§ **INPUT MATERIAL**:
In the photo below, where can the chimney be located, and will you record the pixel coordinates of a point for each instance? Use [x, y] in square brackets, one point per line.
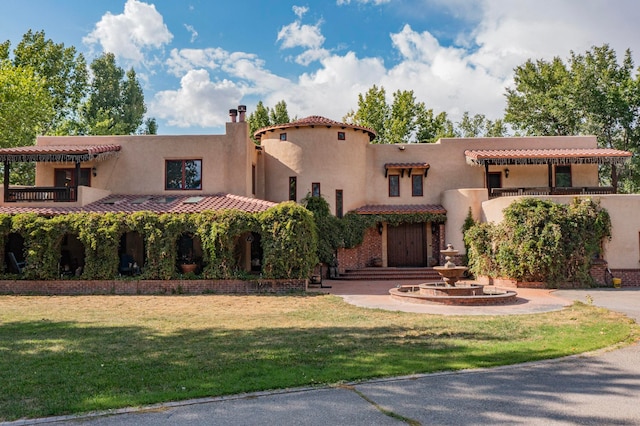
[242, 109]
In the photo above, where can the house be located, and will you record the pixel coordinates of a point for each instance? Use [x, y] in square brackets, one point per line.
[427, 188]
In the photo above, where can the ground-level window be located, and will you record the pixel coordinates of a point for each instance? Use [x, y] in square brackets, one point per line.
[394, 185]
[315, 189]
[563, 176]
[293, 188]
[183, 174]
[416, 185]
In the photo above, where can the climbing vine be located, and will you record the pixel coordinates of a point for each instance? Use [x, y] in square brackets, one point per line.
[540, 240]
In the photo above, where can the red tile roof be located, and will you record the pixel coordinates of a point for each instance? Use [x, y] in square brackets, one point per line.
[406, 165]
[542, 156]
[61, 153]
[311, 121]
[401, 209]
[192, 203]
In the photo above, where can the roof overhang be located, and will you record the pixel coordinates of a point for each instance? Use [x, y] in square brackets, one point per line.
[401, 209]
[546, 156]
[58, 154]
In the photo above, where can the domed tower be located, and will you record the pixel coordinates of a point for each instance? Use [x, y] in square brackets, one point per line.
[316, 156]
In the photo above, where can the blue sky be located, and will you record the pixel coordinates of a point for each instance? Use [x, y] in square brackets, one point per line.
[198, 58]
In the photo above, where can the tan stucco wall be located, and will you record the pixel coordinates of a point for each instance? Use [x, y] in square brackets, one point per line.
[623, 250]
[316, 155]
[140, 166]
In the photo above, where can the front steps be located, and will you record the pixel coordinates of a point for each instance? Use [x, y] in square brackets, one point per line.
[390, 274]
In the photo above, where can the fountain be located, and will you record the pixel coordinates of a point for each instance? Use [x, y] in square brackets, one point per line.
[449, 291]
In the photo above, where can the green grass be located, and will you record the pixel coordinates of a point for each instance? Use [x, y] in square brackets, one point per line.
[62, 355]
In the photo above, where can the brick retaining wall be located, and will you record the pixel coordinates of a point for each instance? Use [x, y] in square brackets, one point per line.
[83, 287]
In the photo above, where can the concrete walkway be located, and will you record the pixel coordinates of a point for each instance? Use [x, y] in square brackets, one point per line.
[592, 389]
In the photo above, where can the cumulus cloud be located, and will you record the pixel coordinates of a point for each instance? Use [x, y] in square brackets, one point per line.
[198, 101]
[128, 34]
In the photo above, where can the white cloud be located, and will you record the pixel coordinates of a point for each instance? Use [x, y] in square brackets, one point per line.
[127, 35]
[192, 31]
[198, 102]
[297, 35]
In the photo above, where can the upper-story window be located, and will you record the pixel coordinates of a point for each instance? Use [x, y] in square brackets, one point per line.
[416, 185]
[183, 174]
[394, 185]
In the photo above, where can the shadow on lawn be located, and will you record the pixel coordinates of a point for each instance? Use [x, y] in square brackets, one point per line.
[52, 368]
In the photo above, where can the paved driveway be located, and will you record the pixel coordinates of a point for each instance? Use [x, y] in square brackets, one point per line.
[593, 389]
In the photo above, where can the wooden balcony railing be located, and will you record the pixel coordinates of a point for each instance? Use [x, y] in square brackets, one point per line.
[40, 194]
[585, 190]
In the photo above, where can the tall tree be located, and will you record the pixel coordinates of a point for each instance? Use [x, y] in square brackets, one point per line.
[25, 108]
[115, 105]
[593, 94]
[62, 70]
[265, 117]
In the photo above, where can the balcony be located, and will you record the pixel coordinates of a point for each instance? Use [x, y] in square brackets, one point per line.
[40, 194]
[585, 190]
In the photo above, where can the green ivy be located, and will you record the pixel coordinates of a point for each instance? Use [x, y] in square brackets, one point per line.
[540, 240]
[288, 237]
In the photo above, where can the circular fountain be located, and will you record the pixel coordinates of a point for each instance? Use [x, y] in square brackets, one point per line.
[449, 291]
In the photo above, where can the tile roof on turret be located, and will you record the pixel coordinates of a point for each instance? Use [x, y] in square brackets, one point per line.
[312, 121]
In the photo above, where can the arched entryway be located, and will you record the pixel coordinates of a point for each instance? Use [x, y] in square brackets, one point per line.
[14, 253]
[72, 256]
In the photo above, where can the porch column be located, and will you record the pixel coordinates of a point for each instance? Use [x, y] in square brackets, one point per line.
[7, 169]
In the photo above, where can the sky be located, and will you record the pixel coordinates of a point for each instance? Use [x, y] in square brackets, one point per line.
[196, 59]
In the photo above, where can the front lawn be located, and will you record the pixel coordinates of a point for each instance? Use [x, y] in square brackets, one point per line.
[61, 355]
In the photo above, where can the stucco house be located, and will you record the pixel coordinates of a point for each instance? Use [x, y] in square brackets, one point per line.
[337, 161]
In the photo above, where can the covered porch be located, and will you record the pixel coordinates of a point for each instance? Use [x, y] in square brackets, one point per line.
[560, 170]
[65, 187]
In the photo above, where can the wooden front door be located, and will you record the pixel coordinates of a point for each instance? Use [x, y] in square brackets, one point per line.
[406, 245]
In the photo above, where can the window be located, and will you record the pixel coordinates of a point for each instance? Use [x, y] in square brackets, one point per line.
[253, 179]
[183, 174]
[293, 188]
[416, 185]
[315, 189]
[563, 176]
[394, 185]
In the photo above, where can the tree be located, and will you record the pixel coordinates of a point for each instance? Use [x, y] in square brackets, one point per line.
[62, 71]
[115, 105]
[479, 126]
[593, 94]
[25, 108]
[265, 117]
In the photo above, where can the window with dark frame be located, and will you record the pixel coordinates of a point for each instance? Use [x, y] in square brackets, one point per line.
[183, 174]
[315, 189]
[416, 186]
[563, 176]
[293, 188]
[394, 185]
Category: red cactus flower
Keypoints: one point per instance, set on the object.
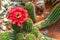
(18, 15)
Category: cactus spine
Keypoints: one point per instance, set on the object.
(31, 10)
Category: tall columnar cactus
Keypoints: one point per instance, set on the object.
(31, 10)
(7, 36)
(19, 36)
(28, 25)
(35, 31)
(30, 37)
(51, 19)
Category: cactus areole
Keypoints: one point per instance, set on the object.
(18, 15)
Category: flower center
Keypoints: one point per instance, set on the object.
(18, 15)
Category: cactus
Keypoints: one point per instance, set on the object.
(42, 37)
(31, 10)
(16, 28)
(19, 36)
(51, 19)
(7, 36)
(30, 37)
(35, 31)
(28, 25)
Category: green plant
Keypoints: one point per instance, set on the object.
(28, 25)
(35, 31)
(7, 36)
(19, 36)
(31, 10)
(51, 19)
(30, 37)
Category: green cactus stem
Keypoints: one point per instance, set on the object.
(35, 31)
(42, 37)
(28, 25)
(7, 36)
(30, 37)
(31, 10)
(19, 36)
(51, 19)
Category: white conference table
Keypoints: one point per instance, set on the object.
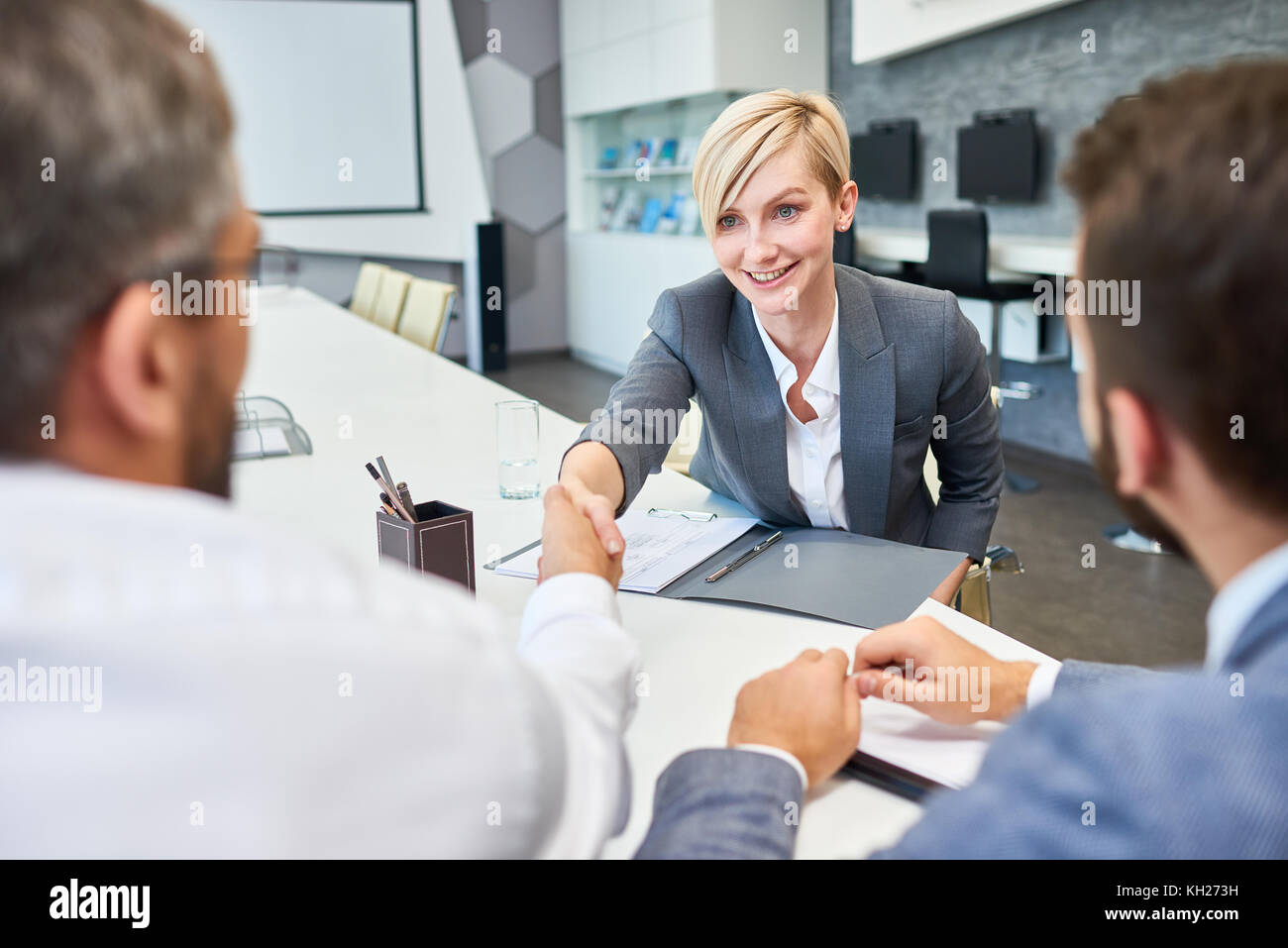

§ **TO DO**: Once you have counted the lines of the records that contain the word "Category", give the count and nothing else.

§ **SOLVED EXERCISE**: 9